### [Task brief]
Locate every line in the items below that contains the word "photograph", treating uppercase and lowercase as different, and copy each such line.

### [Records]
● ● ●

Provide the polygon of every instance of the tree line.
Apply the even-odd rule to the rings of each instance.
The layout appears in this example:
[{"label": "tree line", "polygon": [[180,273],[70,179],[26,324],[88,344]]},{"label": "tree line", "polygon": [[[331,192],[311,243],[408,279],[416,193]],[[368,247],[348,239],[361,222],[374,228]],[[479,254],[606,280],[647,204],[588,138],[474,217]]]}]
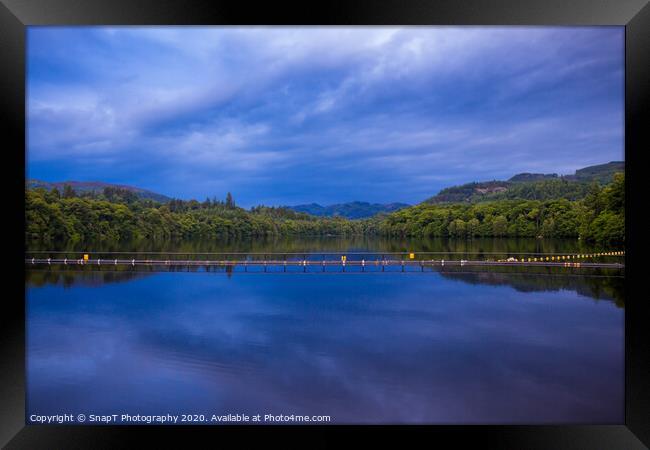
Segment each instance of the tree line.
[{"label": "tree line", "polygon": [[225,201],[158,203],[119,188],[77,193],[25,191],[28,242],[141,239],[223,239],[262,236],[559,237],[624,243],[625,179],[591,185],[579,200],[498,199],[481,203],[422,203],[364,220],[315,217],[287,208],[236,206]]}]

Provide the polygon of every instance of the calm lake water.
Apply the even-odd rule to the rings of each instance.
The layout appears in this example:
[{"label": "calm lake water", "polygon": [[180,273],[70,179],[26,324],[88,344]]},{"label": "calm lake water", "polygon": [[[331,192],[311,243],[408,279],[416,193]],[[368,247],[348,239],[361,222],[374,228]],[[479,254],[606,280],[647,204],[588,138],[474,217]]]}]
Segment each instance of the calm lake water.
[{"label": "calm lake water", "polygon": [[[301,252],[581,248],[535,240],[226,245]],[[223,244],[164,247],[179,248],[224,251]],[[622,423],[621,275],[30,269],[27,417]]]}]

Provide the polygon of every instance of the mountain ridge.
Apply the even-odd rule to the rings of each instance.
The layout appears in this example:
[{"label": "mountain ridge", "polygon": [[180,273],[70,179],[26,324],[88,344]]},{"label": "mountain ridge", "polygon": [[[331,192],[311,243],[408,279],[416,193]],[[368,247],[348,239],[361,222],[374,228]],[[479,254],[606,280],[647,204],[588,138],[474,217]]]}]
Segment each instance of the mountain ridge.
[{"label": "mountain ridge", "polygon": [[130,186],[127,184],[117,184],[117,183],[107,183],[105,181],[44,181],[36,178],[30,178],[25,180],[25,185],[27,188],[37,189],[44,188],[48,191],[56,188],[59,191],[63,191],[66,185],[69,185],[72,189],[77,192],[95,192],[101,193],[104,188],[117,188],[124,189],[129,192],[133,192],[138,197],[143,199],[151,199],[160,203],[167,203],[172,200],[171,197],[168,197],[164,194],[158,192],[153,192],[148,189],[143,189],[135,186]]}]

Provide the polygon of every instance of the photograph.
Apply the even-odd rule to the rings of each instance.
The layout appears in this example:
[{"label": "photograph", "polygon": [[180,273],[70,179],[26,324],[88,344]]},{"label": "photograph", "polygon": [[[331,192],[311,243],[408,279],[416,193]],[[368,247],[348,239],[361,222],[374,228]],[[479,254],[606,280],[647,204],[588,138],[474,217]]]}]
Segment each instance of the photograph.
[{"label": "photograph", "polygon": [[625,425],[625,44],[27,26],[25,423]]}]

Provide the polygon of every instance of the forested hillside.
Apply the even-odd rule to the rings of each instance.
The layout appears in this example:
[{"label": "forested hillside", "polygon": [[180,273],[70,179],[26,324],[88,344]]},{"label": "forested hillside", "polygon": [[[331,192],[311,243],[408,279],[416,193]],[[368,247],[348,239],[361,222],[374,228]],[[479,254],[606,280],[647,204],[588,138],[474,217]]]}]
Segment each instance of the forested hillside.
[{"label": "forested hillside", "polygon": [[[549,192],[553,192],[555,180]],[[562,191],[558,191],[562,192]],[[245,210],[229,194],[225,201],[171,200],[165,204],[132,192],[107,188],[77,194],[66,188],[25,192],[28,242],[133,239],[221,239],[244,236],[392,235],[483,237],[563,237],[589,242],[625,240],[625,177],[601,187],[588,185],[583,198],[505,198],[478,203],[428,204],[364,220],[315,217],[287,208]],[[549,193],[550,195],[550,193]]]}]

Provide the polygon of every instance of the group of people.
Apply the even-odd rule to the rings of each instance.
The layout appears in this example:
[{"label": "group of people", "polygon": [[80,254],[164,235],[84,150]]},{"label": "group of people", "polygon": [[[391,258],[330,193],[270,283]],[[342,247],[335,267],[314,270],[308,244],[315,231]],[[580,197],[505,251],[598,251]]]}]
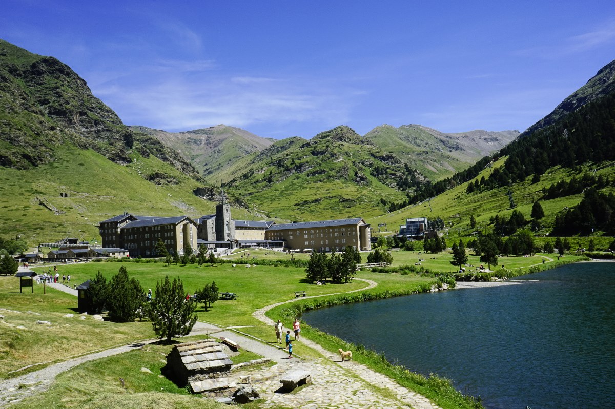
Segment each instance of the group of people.
[{"label": "group of people", "polygon": [[[275,324],[274,324],[274,328],[276,329],[276,338],[279,344],[282,343],[282,334],[284,330],[282,328],[282,321],[280,320],[277,320]],[[301,332],[301,324],[299,322],[299,319],[297,318],[295,319],[295,322],[293,323],[293,331],[295,332],[295,340],[297,341],[299,340],[299,333]],[[288,359],[293,357],[293,341],[290,339],[290,331],[286,332],[285,336],[286,340],[286,348],[288,350]]]}]

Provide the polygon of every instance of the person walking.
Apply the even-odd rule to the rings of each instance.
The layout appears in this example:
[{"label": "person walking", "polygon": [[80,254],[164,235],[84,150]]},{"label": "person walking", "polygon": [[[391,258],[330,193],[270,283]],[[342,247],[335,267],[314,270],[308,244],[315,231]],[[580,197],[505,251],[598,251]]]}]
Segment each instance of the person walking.
[{"label": "person walking", "polygon": [[295,340],[296,341],[299,339],[299,333],[301,330],[300,327],[299,320],[296,318],[295,319],[295,322],[293,323],[293,330],[295,330]]},{"label": "person walking", "polygon": [[280,320],[277,320],[277,322],[274,325],[276,328],[276,340],[277,343],[282,343],[282,321]]}]

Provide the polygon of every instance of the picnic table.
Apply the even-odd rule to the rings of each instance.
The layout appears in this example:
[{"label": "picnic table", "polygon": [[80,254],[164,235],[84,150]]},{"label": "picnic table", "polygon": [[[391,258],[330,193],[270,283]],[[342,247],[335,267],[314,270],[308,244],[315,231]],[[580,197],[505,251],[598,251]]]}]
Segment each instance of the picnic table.
[{"label": "picnic table", "polygon": [[237,300],[237,295],[228,292],[220,293],[220,300]]}]

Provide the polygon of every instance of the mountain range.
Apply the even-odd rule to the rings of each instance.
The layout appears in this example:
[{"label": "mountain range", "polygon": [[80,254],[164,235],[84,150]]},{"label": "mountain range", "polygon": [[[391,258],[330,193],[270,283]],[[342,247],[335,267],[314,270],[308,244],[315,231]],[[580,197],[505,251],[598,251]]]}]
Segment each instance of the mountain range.
[{"label": "mountain range", "polygon": [[[613,71],[611,63],[533,128],[612,94]],[[199,216],[212,212],[220,183],[236,218],[376,217],[518,140],[517,131],[420,125],[281,140],[224,125],[127,127],[68,66],[2,41],[0,101],[0,234],[34,241],[95,238],[97,221],[125,210]]]}]

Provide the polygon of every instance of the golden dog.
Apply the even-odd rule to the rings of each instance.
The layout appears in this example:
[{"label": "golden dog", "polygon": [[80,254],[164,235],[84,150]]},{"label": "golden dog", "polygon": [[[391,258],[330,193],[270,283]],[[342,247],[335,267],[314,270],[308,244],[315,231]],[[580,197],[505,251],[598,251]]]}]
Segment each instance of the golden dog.
[{"label": "golden dog", "polygon": [[339,348],[339,349],[338,350],[338,352],[339,352],[339,356],[341,356],[342,357],[342,362],[344,362],[344,359],[348,360],[352,360],[352,351],[347,351],[346,352],[344,352],[344,350],[343,350],[341,348]]}]

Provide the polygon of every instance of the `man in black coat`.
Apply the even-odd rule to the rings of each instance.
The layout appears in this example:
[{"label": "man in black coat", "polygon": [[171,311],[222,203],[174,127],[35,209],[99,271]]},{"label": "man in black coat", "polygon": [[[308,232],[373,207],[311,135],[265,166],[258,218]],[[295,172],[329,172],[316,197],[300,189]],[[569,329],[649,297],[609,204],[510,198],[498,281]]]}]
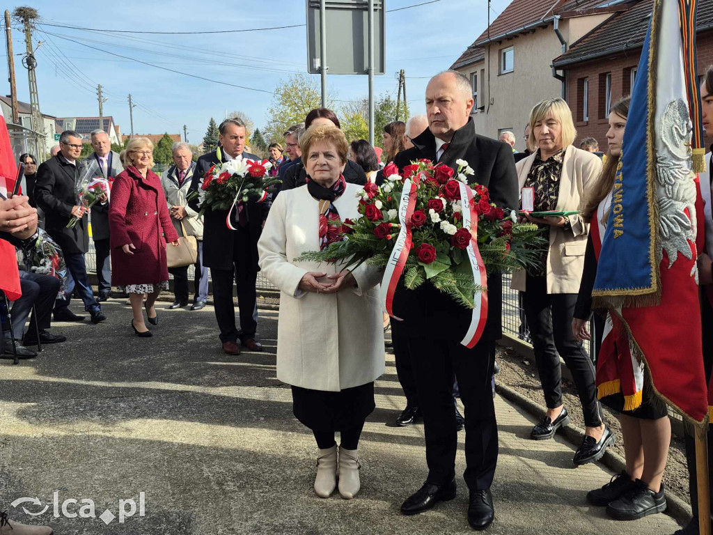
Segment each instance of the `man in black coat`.
[{"label": "man in black coat", "polygon": [[[90,134],[94,152],[82,160],[80,173],[94,164],[96,176],[113,178],[124,170],[119,155],[111,150],[109,136],[103,130],[95,130]],[[109,245],[109,203],[97,203],[91,208],[91,237],[96,250],[96,277],[99,297],[97,301],[106,301],[111,292],[111,262]]]},{"label": "man in black coat", "polygon": [[[245,125],[240,119],[225,119],[219,127],[220,146],[198,158],[189,190],[201,191],[203,175],[212,165],[235,158],[262,160],[255,154],[244,153]],[[200,200],[194,198],[189,205],[198,211]],[[208,208],[203,216],[203,265],[210,268],[213,281],[215,317],[220,327],[220,342],[227,355],[239,355],[240,344],[250,351],[262,351],[262,345],[255,340],[257,330],[257,240],[262,223],[267,217],[267,203],[250,200],[239,203],[232,212],[231,230],[226,224],[228,212]],[[233,279],[237,285],[237,305],[240,312],[240,330],[235,325],[235,307],[232,302]],[[239,341],[240,343],[239,343]]]},{"label": "man in black coat", "polygon": [[[43,162],[37,170],[34,197],[37,205],[45,213],[45,230],[64,253],[64,261],[71,277],[68,277],[66,294],[58,300],[54,319],[81,321],[68,308],[72,290],[79,290],[84,310],[91,315],[93,323],[106,319],[99,303],[94,299],[87,276],[84,254],[89,249],[87,233],[87,210],[77,203],[75,183],[81,178],[77,161],[82,151],[82,138],[76,132],[65,131],[59,138],[60,152]],[[72,216],[81,218],[73,228],[67,228]]]},{"label": "man in black coat", "polygon": [[[399,153],[399,169],[419,158],[456,168],[465,160],[475,170],[474,183],[490,190],[491,201],[501,208],[518,206],[518,177],[512,148],[478,136],[472,119],[472,88],[454,71],[436,75],[426,89],[429,129],[413,140],[414,147]],[[490,487],[498,460],[498,428],[491,380],[496,340],[502,335],[501,277],[488,277],[488,318],[480,341],[472,350],[461,344],[472,311],[425,283],[417,290],[397,287],[394,313],[404,320],[413,363],[419,409],[424,416],[429,476],[423,486],[401,506],[404,514],[431,509],[456,496],[457,447],[456,414],[451,395],[455,372],[466,407],[466,462],[463,477],[470,490],[468,519],[485,529],[494,518]]]}]

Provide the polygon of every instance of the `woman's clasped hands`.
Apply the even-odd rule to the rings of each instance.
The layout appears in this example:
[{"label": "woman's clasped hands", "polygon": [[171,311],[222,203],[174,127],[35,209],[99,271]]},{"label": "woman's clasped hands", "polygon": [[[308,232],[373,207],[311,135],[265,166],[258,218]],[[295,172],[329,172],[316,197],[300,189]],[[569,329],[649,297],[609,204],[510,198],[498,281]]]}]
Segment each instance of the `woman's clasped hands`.
[{"label": "woman's clasped hands", "polygon": [[[329,282],[320,282],[318,279],[324,277]],[[304,274],[302,280],[299,281],[298,287],[303,292],[312,292],[313,293],[337,293],[347,288],[354,287],[356,285],[356,280],[351,271],[345,270],[339,273],[334,273],[327,275],[317,271],[310,271]]]}]

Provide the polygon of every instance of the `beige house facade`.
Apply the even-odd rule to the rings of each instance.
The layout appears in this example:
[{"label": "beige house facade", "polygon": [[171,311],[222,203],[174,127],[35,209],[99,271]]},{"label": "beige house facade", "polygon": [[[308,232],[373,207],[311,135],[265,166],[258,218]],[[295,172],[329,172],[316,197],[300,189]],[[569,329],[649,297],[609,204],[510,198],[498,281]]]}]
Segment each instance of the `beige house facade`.
[{"label": "beige house facade", "polygon": [[564,76],[553,69],[553,60],[616,13],[611,4],[513,0],[451,67],[471,81],[478,133],[498,138],[512,131],[515,148],[524,151],[532,107],[543,98],[567,98]]}]

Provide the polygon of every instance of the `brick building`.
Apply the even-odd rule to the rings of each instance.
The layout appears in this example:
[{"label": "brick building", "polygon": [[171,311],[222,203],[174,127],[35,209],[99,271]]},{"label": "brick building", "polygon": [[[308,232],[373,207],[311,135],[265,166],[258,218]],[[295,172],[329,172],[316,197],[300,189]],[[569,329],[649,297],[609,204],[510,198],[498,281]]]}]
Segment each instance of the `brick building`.
[{"label": "brick building", "polygon": [[[604,21],[553,62],[553,68],[565,72],[578,138],[595,138],[605,151],[609,108],[631,92],[653,0],[627,5],[626,11]],[[699,4],[697,30],[700,77],[713,65],[713,1]]]}]

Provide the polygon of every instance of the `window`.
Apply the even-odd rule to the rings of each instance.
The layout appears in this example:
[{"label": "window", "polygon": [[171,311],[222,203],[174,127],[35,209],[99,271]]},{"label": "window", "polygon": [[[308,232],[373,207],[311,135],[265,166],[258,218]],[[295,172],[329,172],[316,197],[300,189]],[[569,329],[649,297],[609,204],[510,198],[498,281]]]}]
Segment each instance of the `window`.
[{"label": "window", "polygon": [[515,70],[515,50],[511,46],[500,51],[500,73],[506,74]]},{"label": "window", "polygon": [[585,78],[582,84],[582,121],[589,121],[589,78]]},{"label": "window", "polygon": [[473,112],[477,113],[479,106],[478,103],[478,73],[473,73],[471,78],[471,81],[473,83]]}]

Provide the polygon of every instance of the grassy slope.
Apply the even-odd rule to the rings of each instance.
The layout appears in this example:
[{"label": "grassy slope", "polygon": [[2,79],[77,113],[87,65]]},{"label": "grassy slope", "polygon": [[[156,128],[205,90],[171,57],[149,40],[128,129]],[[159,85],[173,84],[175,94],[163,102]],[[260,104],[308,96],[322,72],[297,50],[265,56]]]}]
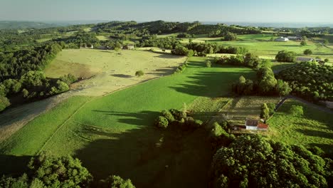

● ● ●

### [The completed task]
Provide the polygon of every instance of the photograph.
[{"label": "photograph", "polygon": [[180,273],[70,179],[26,324],[88,344]]},{"label": "photograph", "polygon": [[[331,192],[311,243],[408,279],[416,193]],[[368,247],[348,239],[361,222],[374,228]],[[479,254],[606,280],[647,204],[588,138],[474,217]]]}]
Segment each instance of the photograph.
[{"label": "photograph", "polygon": [[625,425],[625,44],[27,26],[25,423]]}]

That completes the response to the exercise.